Le Journal Curioso will officially start in September, so you will only receive one newsletter this month. Until then, I hope the story below will give you a glimpse of who I am and what to expect of Le Journal Curioso.
What a title for a first newsletter, although I wrote on my ‘About‘page that I am “a sub-editor and translator for luxury e-commerce and a writer passionate about her job.” Growing up, I wasn’t into fashion, even if I have parents who clearly have a sense of fashion and are knowledgeable about it. Only when I started working did I discover my parents had an incredible collection of books that would be useful for my career and culture to this day. But before that, I was just enjoying dressing, but this is another story.

**DATA ROWS:**
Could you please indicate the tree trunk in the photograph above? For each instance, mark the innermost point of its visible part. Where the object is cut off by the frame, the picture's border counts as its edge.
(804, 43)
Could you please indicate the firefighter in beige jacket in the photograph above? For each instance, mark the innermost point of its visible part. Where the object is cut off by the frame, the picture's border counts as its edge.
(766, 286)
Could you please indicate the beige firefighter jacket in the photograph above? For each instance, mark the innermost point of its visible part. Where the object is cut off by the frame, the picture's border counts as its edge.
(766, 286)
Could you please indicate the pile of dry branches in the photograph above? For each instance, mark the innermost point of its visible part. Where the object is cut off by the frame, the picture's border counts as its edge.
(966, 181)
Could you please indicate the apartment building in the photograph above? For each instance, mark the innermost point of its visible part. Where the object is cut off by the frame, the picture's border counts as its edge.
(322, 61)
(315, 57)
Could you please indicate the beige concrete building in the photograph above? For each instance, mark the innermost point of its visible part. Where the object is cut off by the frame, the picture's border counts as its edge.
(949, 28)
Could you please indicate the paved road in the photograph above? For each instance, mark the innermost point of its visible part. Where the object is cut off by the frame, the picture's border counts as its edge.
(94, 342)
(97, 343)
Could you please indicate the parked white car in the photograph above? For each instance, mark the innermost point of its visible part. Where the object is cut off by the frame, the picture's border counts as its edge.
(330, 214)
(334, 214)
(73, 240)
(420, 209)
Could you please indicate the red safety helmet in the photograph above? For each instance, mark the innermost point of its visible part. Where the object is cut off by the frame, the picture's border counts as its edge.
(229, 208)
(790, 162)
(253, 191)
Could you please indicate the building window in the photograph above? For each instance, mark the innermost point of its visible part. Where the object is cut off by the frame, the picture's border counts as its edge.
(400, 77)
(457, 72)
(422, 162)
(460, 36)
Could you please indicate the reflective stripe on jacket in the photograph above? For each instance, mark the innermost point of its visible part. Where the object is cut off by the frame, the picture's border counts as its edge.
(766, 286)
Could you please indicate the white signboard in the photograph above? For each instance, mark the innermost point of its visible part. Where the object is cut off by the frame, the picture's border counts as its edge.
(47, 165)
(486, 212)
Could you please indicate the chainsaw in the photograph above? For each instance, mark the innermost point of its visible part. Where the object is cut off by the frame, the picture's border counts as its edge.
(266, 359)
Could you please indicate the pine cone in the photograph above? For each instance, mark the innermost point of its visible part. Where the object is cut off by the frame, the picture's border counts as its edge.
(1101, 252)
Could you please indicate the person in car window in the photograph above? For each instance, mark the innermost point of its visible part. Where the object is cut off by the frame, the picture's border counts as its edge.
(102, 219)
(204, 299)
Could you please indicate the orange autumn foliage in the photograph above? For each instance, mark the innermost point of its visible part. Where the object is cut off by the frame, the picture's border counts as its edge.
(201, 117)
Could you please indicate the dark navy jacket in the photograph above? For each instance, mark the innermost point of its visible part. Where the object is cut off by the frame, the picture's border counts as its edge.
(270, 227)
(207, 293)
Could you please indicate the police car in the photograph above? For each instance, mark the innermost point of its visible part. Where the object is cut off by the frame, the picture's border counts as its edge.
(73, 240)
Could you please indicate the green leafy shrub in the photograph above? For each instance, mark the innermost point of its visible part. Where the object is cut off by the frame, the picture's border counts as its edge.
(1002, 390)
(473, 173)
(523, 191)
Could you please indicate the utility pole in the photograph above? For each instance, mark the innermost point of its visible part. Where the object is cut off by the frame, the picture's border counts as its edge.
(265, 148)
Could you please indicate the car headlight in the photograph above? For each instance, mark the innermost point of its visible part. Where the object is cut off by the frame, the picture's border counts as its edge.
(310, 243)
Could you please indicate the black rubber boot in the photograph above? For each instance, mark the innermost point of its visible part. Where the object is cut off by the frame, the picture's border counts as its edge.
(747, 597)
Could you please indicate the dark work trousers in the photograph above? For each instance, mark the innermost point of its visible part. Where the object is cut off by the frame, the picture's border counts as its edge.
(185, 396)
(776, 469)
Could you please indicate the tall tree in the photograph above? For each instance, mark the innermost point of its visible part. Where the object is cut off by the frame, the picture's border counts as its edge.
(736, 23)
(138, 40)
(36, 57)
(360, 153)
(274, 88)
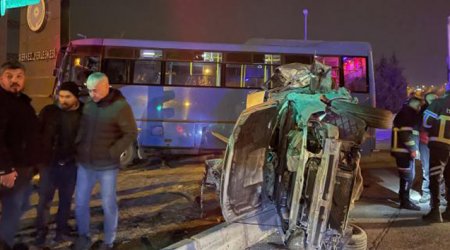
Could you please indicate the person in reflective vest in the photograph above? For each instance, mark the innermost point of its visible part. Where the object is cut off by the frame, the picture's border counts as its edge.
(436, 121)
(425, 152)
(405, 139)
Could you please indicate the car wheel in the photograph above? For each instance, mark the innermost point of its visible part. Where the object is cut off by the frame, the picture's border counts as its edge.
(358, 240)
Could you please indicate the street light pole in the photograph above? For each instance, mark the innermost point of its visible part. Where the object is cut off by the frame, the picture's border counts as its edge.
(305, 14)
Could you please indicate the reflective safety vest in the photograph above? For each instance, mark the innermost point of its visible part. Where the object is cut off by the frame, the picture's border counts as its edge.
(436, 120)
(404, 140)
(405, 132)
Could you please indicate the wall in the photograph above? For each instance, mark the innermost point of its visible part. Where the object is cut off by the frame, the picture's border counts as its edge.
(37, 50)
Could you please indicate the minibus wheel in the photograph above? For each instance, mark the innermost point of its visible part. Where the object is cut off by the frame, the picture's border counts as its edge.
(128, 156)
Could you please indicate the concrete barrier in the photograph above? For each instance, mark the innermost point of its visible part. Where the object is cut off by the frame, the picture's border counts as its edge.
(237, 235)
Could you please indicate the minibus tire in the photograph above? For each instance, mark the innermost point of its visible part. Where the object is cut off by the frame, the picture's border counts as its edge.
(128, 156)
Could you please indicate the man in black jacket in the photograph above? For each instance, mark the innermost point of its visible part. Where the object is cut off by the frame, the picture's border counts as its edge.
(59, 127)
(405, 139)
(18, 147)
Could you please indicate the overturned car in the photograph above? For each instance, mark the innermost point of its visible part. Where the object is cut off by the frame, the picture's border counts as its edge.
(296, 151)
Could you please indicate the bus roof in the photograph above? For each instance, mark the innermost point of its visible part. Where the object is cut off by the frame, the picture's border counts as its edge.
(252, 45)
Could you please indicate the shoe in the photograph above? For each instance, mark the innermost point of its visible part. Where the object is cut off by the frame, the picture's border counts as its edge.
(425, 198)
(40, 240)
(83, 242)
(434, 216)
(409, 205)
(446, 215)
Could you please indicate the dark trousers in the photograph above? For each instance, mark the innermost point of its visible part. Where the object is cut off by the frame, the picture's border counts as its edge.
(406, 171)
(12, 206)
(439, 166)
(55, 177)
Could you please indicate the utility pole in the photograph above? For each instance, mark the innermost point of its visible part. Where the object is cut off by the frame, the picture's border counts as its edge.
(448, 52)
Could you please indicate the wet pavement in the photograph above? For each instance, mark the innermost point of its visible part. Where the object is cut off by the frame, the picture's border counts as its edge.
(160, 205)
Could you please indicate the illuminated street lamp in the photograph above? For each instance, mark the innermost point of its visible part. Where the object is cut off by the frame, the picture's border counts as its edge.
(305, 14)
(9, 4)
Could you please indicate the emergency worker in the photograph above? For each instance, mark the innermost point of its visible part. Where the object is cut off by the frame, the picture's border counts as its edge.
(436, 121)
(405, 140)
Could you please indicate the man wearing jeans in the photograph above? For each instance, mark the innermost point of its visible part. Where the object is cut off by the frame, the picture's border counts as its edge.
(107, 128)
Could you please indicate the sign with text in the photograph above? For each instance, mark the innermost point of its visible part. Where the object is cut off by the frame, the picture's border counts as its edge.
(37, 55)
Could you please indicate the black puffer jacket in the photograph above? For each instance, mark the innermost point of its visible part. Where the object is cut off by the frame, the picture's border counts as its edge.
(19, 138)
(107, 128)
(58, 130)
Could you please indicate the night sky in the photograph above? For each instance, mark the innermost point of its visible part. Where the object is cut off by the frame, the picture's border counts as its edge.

**TASKS AND EXERCISES:**
**1.** In the records, starting at the line that contains "Could you please indicate the emergency" and ending with the last line of the records, switch "innermost" to "central" and reproduce only those lines with nothing else altered.
**2.** Resume the Le Journal Curioso newsletter text, writing on from its last sentence.
The newsletter text and the records have no connection to each other.

**RESULTS:**
**1.**
Could you please indicate the emergency worker in the photograph above? For each instance, mark the central point of its visible part. Where the object is cut off by the frame, the picture's border counts as its edge.
(436, 121)
(405, 140)
Could you please indicate the man wearing jeans in the photograph above? For each instance, mark the central point of its visible part. Where the object is cut off by the frame, the picture's border counts as its edge.
(107, 128)
Could you please indicate the sign with text in the photograph above? For each instance, mark the central point of its visible part. Where the object is cut off by the frame, the picture's border counts as its edge.
(37, 55)
Could you please indicate the black puffer jacket in the photograph above? For each instance, mark the central point of its visible part. Where the object is cut off by the frame, the picture's border counts as its edge.
(19, 138)
(107, 128)
(58, 130)
Could you please indicate the night sky in the photograph above? For each instance, mark the central point of its visible part. Where the object is cut off by the frame, the picture's border counts as its edge.

**2.**
My journey towards fashion started in Bologna, Italy. I arrived there in 2009 to complete my bachelor’s degree in Italian language and culture at the Università degli Studi di Bologna during a one-year Erasmus program and instead stayed for five years. During this period, I spent a year studying at the literature faculty while cramming for the exam entrance to the Master’s in International Relations at the faculty of political sciences. Just this should tell you I was never someone to focus on one topic. I am curious! Furthermore, living in Bologna meant being constantly stimulated. It has one of the oldest universities (1088) in the Occidental world and a rich political, musical, artistic and fashion History.
Emilia-Romagna, the region of Bologna, is home to some of the most iconic Italian global and national brands, such as Max Mara, Blumarine, and La Perla. A certain Giorgio Armani hailing from Piacenza is the region’s pride.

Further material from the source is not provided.